_Data for processing_

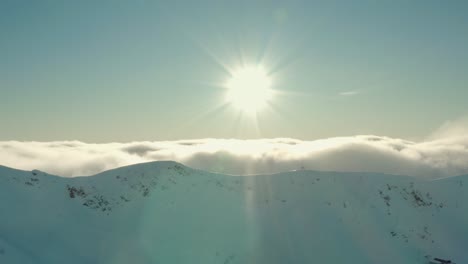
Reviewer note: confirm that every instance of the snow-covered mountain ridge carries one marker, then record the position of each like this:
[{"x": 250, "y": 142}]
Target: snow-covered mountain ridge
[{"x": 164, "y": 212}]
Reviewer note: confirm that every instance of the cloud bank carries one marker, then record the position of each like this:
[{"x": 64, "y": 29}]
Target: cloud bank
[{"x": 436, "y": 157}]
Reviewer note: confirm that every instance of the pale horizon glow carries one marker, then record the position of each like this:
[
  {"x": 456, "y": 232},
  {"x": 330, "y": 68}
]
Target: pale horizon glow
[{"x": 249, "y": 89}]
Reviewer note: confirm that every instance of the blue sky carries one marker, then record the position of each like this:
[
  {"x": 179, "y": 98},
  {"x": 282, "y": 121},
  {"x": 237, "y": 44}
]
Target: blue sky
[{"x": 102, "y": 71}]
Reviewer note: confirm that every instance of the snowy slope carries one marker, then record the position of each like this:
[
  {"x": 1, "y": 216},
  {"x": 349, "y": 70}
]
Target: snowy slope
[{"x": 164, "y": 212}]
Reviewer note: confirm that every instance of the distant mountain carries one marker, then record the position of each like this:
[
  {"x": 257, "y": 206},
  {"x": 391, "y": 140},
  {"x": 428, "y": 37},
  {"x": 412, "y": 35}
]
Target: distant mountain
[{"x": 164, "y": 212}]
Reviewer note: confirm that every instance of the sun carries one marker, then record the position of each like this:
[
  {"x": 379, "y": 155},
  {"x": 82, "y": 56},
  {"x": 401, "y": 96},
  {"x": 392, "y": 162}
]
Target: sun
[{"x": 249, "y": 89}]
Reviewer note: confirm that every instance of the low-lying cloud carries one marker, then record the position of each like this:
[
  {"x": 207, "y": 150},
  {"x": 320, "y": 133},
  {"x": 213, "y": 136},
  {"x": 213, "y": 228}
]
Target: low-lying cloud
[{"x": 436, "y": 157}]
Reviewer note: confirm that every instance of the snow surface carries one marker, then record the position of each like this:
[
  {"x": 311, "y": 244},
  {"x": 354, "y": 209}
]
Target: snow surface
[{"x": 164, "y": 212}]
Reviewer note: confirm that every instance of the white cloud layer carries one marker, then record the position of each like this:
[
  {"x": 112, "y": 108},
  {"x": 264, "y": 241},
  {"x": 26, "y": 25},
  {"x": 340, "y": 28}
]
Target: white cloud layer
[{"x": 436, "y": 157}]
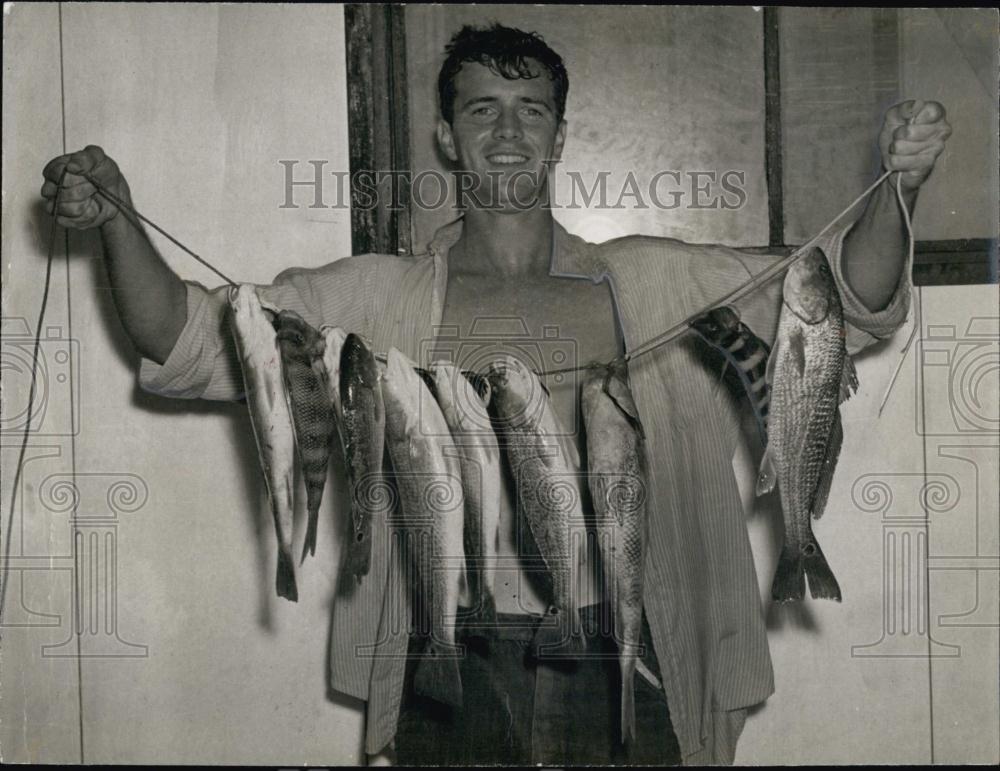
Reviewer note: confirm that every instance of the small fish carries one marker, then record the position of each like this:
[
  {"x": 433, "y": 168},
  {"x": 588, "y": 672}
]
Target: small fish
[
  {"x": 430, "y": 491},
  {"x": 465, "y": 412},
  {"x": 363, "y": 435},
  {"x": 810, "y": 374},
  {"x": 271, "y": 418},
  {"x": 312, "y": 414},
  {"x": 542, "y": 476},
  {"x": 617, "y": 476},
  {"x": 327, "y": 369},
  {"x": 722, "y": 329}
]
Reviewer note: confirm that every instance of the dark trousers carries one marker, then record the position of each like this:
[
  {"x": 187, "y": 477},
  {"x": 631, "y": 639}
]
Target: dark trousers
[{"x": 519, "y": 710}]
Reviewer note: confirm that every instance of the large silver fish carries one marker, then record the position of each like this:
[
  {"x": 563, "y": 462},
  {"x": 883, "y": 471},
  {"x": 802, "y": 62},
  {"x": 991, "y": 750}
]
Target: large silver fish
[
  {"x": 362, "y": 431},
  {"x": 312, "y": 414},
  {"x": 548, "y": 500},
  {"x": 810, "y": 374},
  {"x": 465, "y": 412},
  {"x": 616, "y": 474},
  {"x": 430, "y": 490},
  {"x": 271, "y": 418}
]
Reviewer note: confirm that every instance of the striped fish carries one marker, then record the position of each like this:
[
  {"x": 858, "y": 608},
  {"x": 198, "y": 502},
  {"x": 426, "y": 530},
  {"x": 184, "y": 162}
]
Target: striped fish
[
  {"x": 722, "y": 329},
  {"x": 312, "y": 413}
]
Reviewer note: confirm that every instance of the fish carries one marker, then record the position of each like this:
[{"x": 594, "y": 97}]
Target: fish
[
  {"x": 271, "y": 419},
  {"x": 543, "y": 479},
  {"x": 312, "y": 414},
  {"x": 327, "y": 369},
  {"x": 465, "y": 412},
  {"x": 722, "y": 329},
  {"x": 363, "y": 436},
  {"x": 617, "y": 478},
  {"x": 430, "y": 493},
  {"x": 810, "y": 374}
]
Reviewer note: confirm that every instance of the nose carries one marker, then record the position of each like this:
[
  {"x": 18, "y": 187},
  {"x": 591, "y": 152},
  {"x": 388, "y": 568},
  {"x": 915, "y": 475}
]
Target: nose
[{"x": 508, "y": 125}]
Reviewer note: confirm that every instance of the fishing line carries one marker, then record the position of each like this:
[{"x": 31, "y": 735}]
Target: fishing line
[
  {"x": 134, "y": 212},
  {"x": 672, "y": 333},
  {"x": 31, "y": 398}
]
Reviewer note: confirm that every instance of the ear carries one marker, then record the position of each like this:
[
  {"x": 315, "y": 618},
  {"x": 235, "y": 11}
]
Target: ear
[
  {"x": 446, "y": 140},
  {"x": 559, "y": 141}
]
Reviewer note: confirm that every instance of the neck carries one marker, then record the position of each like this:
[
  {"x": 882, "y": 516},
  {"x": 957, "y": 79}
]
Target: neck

_Problem requirements_
Rewrite every one of the lines above with "Reviewer note" changed to "Annotator note" wherever it occurs, keeping everything else unchanged. Leave the pictures out of your version.

_Finished task_
Annotator note: confirm that every instance of the snow-covered mountain ridge carries one marker, then record the position of each like this:
[{"x": 250, "y": 142}]
Target: snow-covered mountain ridge
[{"x": 164, "y": 212}]
Annotator note: confirm that every instance of the cloud bank carries one marker, then record the position of each like this:
[{"x": 64, "y": 29}]
Target: cloud bank
[{"x": 436, "y": 157}]
Annotator note: confirm that every instance of the pale horizon glow carries one marker, then record the position of each like this:
[
  {"x": 456, "y": 232},
  {"x": 330, "y": 68}
]
Target: pale horizon glow
[{"x": 249, "y": 89}]
Annotator note: confirm that every instance of the blue sky carries one marker, then record the position of each like this:
[
  {"x": 179, "y": 98},
  {"x": 282, "y": 121},
  {"x": 237, "y": 44}
]
Target: blue sky
[{"x": 102, "y": 71}]
Annotator note: confirm that every instance of the snowy slope carries one marker, then record the position of each like this:
[
  {"x": 1, "y": 216},
  {"x": 349, "y": 70}
]
Target: snowy slope
[{"x": 164, "y": 212}]
Annotator note: confirm that every instance of the distant mountain carries one marker, then record the position of each like this:
[
  {"x": 257, "y": 206},
  {"x": 391, "y": 140},
  {"x": 428, "y": 37},
  {"x": 412, "y": 35}
]
Target: distant mountain
[{"x": 164, "y": 212}]
Annotator note: confirm that every instance of the sun carries one marker, then record the position of each like this:
[
  {"x": 379, "y": 155},
  {"x": 82, "y": 56},
  {"x": 401, "y": 96},
  {"x": 392, "y": 162}
]
Target: sun
[{"x": 249, "y": 89}]
Annotator note: confirm that every instance of the low-lying cloud carries one marker, then record the position of each like this:
[
  {"x": 207, "y": 150},
  {"x": 320, "y": 133},
  {"x": 213, "y": 136},
  {"x": 213, "y": 228}
]
Target: low-lying cloud
[{"x": 436, "y": 157}]
Annotator note: confirm that every instance of the snow surface carries one marker, then record the position of each like this:
[
  {"x": 311, "y": 244},
  {"x": 354, "y": 209}
]
Target: snow surface
[{"x": 164, "y": 212}]
Annotator note: confirm that every instance of the white cloud layer carries one marker, then record the position of each like this:
[
  {"x": 112, "y": 108},
  {"x": 264, "y": 241},
  {"x": 26, "y": 25},
  {"x": 340, "y": 28}
]
Target: white cloud layer
[{"x": 436, "y": 157}]
Annotator note: confirm that every instance of the small fish carries one marker, then record the position of each like this:
[
  {"x": 433, "y": 168},
  {"x": 588, "y": 672}
]
Target: small fish
[
  {"x": 430, "y": 491},
  {"x": 465, "y": 412},
  {"x": 363, "y": 435},
  {"x": 810, "y": 374},
  {"x": 271, "y": 418},
  {"x": 312, "y": 414},
  {"x": 542, "y": 476},
  {"x": 617, "y": 476},
  {"x": 327, "y": 369},
  {"x": 722, "y": 329}
]
Annotator note: confirm that every instance of the dark trousers carries one marker, then record the position of each like this:
[
  {"x": 187, "y": 477},
  {"x": 631, "y": 639}
]
Target: dark trousers
[{"x": 519, "y": 710}]
Annotator note: confirm that every instance of the large silver fish carries one marker, then record the position of each like this:
[
  {"x": 563, "y": 462},
  {"x": 883, "y": 471},
  {"x": 802, "y": 62},
  {"x": 991, "y": 750}
]
Target: large silver fish
[
  {"x": 362, "y": 431},
  {"x": 312, "y": 414},
  {"x": 548, "y": 500},
  {"x": 810, "y": 374},
  {"x": 465, "y": 412},
  {"x": 616, "y": 474},
  {"x": 430, "y": 490},
  {"x": 271, "y": 418}
]
Annotator note: confirm that every instance of the striped fish carries one marker, then record the position of each like this:
[
  {"x": 858, "y": 608},
  {"x": 198, "y": 502},
  {"x": 426, "y": 530},
  {"x": 184, "y": 162}
]
Target: striped fish
[
  {"x": 722, "y": 329},
  {"x": 312, "y": 413}
]
Annotator note: confirm that every instance of the fish carries one marker, then record the position of each like this:
[{"x": 594, "y": 97}]
Target: fish
[
  {"x": 271, "y": 419},
  {"x": 543, "y": 479},
  {"x": 312, "y": 414},
  {"x": 327, "y": 369},
  {"x": 465, "y": 412},
  {"x": 722, "y": 329},
  {"x": 363, "y": 436},
  {"x": 617, "y": 478},
  {"x": 430, "y": 493},
  {"x": 810, "y": 374}
]
Annotator note: confirm that every instance of the nose carries one marker, then record the position of each like this:
[
  {"x": 18, "y": 187},
  {"x": 591, "y": 152},
  {"x": 388, "y": 568},
  {"x": 915, "y": 475}
]
Target: nose
[{"x": 508, "y": 125}]
Annotator note: confirm that every instance of the fishing line carries one marker, then record the position of each like this:
[{"x": 31, "y": 735}]
Target: fishing line
[
  {"x": 134, "y": 212},
  {"x": 672, "y": 333},
  {"x": 31, "y": 398}
]
Annotator note: confirm that every instance of the ear carries one marker, then record the position of each like this:
[
  {"x": 315, "y": 618},
  {"x": 235, "y": 11}
]
Target: ear
[
  {"x": 446, "y": 140},
  {"x": 559, "y": 141}
]
Annotator note: confirm that every instance of the neck carries one marker, then record the position of each like this:
[
  {"x": 882, "y": 516},
  {"x": 957, "y": 79}
]
Target: neck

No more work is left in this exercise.